# [TEXT]
---
Surgeries cost far more at hospitals in networks vs. independent facilities, study finds

The prices for surgical procedures at hospitals in networks are far higher than at independent hospitals, according to research published in JAMA Network Open.

Six details:

1. For 15 of the 16 surgical procedures analyzed in the study — including shoulder arthroscopy with cartilage removal, diagnostic colonoscopy and prostatectomy — the median negotiated price was significantly higher at hospitals within networks compared with independent hospitals, according to the study.

2. The median price for shoulder arthroscopy was 1.68 times higher at hospitals within networks compared with independent hospitals ($4,432 versus $2,643). 

3. Researchers found significant variation in negotiated prices for each of the 16 procedures. The median price for prostatectomy was $9,567 at facilities in hospital networks and $8,601 at independent facilities.

4. The study comes on the heels of a Feb. 6 report that found only 24.5 percent were compliant with federal price transparency rules, with many of the country's largest health systems having no compliant hospitals.
---
# [WHAT YOU WILL DO]
a. Shorten point 3 of the surgery-pricing article, which begins "Researchers found significant variation," and keep its main facts.
b. Extend the article on surgery prices at network and independent hospitals past its last point.
The items that come next are not needed for anything here.
---
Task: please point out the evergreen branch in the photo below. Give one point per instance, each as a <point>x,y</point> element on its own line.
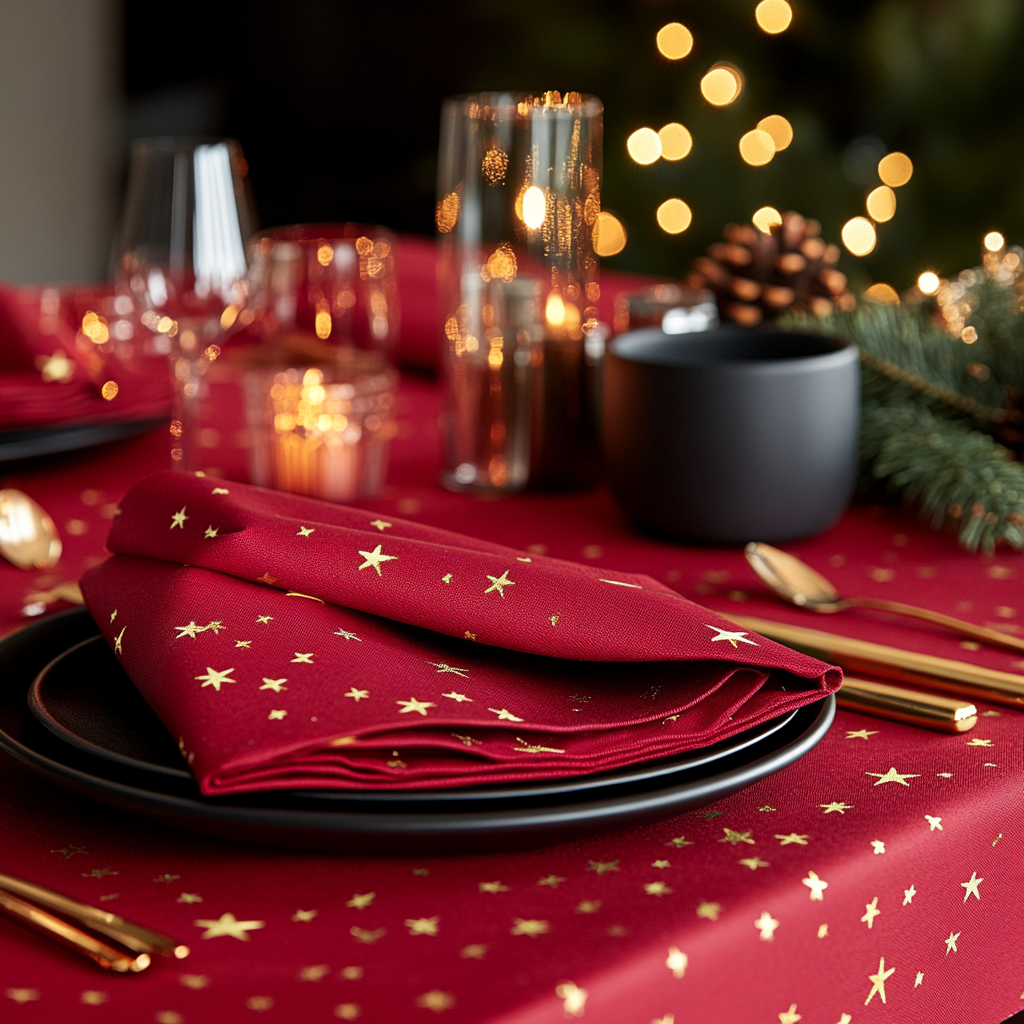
<point>953,472</point>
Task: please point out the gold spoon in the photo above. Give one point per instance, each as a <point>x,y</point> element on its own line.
<point>28,537</point>
<point>798,583</point>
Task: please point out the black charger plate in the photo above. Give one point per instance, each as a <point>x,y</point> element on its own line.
<point>364,822</point>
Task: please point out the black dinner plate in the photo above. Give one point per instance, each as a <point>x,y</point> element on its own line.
<point>366,823</point>
<point>85,697</point>
<point>16,445</point>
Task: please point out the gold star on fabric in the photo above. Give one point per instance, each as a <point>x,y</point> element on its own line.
<point>214,678</point>
<point>22,995</point>
<point>870,911</point>
<point>360,901</point>
<point>436,1000</point>
<point>837,805</point>
<point>971,887</point>
<point>422,926</point>
<point>573,998</point>
<point>529,927</point>
<point>792,839</point>
<point>892,776</point>
<point>228,925</point>
<point>730,637</point>
<point>492,887</point>
<point>676,962</point>
<point>374,559</point>
<point>754,863</point>
<point>412,705</point>
<point>879,981</point>
<point>499,583</point>
<point>816,885</point>
<point>679,842</point>
<point>555,880</point>
<point>70,851</point>
<point>505,715</point>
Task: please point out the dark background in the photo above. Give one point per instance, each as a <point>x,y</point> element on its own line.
<point>336,105</point>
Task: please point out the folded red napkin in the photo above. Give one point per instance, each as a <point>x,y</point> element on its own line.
<point>52,373</point>
<point>287,642</point>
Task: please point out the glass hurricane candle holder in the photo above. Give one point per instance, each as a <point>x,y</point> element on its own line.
<point>518,203</point>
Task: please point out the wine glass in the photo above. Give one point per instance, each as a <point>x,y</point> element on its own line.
<point>182,258</point>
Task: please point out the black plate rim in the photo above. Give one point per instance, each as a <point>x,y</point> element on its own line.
<point>653,769</point>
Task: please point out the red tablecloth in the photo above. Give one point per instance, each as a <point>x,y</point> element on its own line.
<point>912,840</point>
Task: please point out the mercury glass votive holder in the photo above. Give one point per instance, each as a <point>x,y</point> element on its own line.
<point>322,431</point>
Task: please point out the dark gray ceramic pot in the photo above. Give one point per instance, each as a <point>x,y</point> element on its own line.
<point>731,435</point>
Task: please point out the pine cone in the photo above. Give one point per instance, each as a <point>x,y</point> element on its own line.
<point>756,275</point>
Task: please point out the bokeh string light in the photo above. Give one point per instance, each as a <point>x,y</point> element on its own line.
<point>674,41</point>
<point>773,16</point>
<point>674,216</point>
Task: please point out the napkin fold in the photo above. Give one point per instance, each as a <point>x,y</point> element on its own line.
<point>291,643</point>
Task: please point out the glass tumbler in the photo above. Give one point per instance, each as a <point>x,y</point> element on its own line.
<point>519,196</point>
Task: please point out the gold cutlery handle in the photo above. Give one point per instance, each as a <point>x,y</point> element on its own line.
<point>936,617</point>
<point>40,920</point>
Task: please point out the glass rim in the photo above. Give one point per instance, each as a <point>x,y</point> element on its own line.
<point>589,104</point>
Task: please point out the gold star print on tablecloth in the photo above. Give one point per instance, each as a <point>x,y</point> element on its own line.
<point>228,925</point>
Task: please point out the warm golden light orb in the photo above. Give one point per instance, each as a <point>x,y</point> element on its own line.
<point>773,16</point>
<point>883,293</point>
<point>757,147</point>
<point>858,236</point>
<point>674,216</point>
<point>676,141</point>
<point>722,85</point>
<point>779,129</point>
<point>766,218</point>
<point>535,207</point>
<point>674,41</point>
<point>881,204</point>
<point>644,145</point>
<point>609,236</point>
<point>895,169</point>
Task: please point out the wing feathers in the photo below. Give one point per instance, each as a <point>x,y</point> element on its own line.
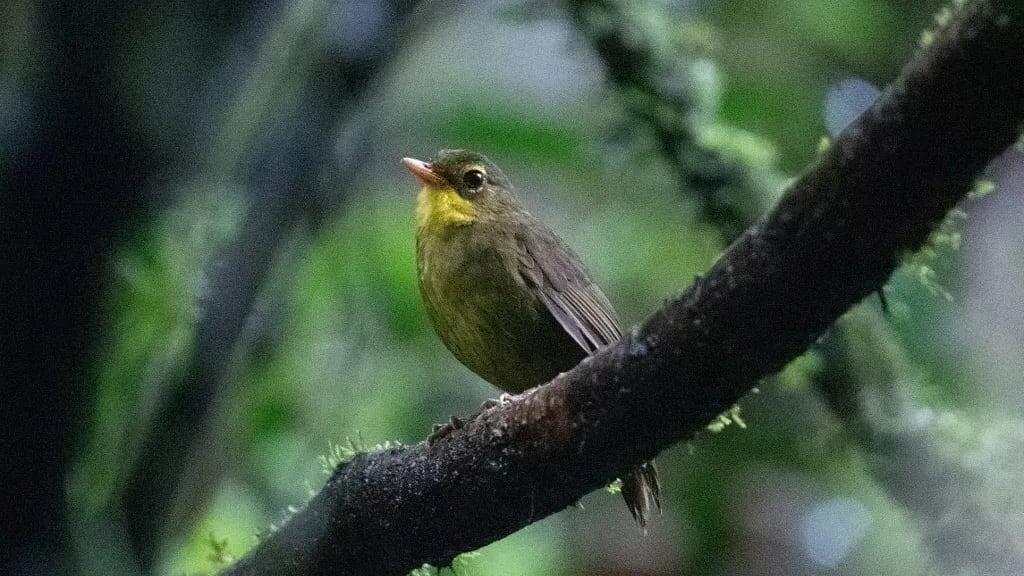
<point>557,278</point>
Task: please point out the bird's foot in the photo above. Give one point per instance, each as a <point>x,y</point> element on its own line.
<point>440,430</point>
<point>502,400</point>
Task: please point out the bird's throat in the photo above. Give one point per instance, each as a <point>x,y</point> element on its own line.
<point>441,207</point>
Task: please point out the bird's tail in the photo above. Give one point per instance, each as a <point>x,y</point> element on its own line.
<point>640,488</point>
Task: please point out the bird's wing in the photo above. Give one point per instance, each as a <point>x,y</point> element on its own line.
<point>559,281</point>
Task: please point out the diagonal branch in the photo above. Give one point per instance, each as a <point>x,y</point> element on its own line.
<point>834,238</point>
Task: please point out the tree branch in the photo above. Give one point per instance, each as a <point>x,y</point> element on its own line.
<point>834,238</point>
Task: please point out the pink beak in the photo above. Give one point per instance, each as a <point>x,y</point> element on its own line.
<point>422,171</point>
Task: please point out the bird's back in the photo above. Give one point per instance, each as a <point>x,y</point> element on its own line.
<point>485,311</point>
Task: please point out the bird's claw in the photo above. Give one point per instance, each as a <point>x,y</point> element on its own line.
<point>502,400</point>
<point>440,430</point>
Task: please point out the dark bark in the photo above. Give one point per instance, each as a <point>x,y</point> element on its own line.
<point>860,365</point>
<point>834,238</point>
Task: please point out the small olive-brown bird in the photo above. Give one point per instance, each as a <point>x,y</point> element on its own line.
<point>505,294</point>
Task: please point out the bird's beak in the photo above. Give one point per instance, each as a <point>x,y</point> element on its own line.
<point>422,171</point>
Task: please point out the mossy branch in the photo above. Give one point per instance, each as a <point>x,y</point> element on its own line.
<point>833,239</point>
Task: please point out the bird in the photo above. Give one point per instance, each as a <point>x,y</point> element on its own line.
<point>505,294</point>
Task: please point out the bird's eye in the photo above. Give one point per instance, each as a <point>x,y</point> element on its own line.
<point>473,179</point>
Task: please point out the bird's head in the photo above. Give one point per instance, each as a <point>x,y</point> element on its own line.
<point>461,188</point>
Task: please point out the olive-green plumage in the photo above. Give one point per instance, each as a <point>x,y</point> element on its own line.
<point>505,294</point>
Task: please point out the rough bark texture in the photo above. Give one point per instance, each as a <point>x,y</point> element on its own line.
<point>833,239</point>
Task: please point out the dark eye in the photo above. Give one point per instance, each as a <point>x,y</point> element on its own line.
<point>473,179</point>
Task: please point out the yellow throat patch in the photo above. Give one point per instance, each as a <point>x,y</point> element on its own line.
<point>441,207</point>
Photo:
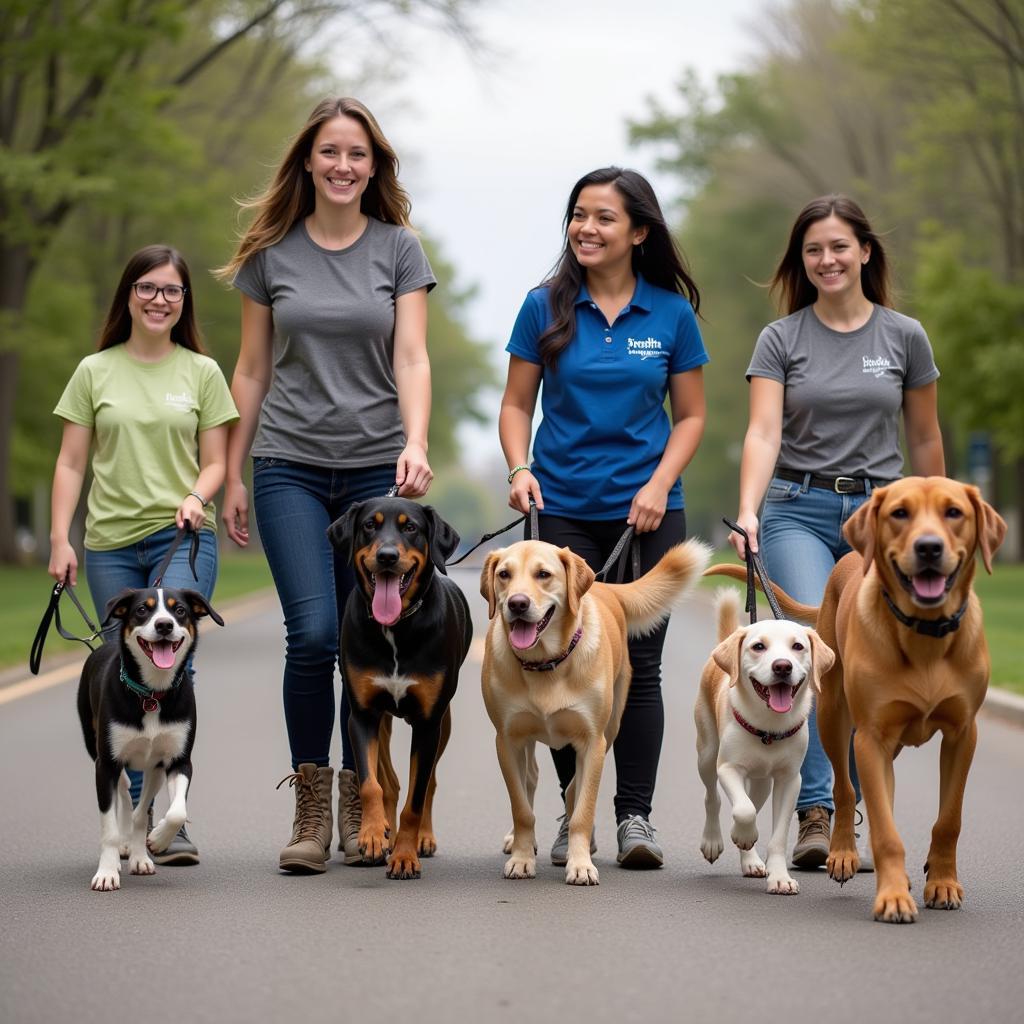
---
# [EXPECTED RESULTS]
a. Negotiated prices varied significantly for all 16 procedures. Median prostatectomy prices were $9,567 at network facilities and $8,601 at independent ones.

b.
5. It remains unclear exactly how negotiated rates differ across hospitals within networks versus independent ones. "On one hand, facilities within hospital networks may have greater market share, allowing them to negotiate higher rates with payers," according to study authors. "On the other hand, being part of a network may allow for economies of scale, where large networks provide services at lower prices."

6. Researchers examined 3,195 hospitals' negotiated prices through the Turquoise Health Database, which aggregates price data published by hospitals in accordance with the price transparency rule.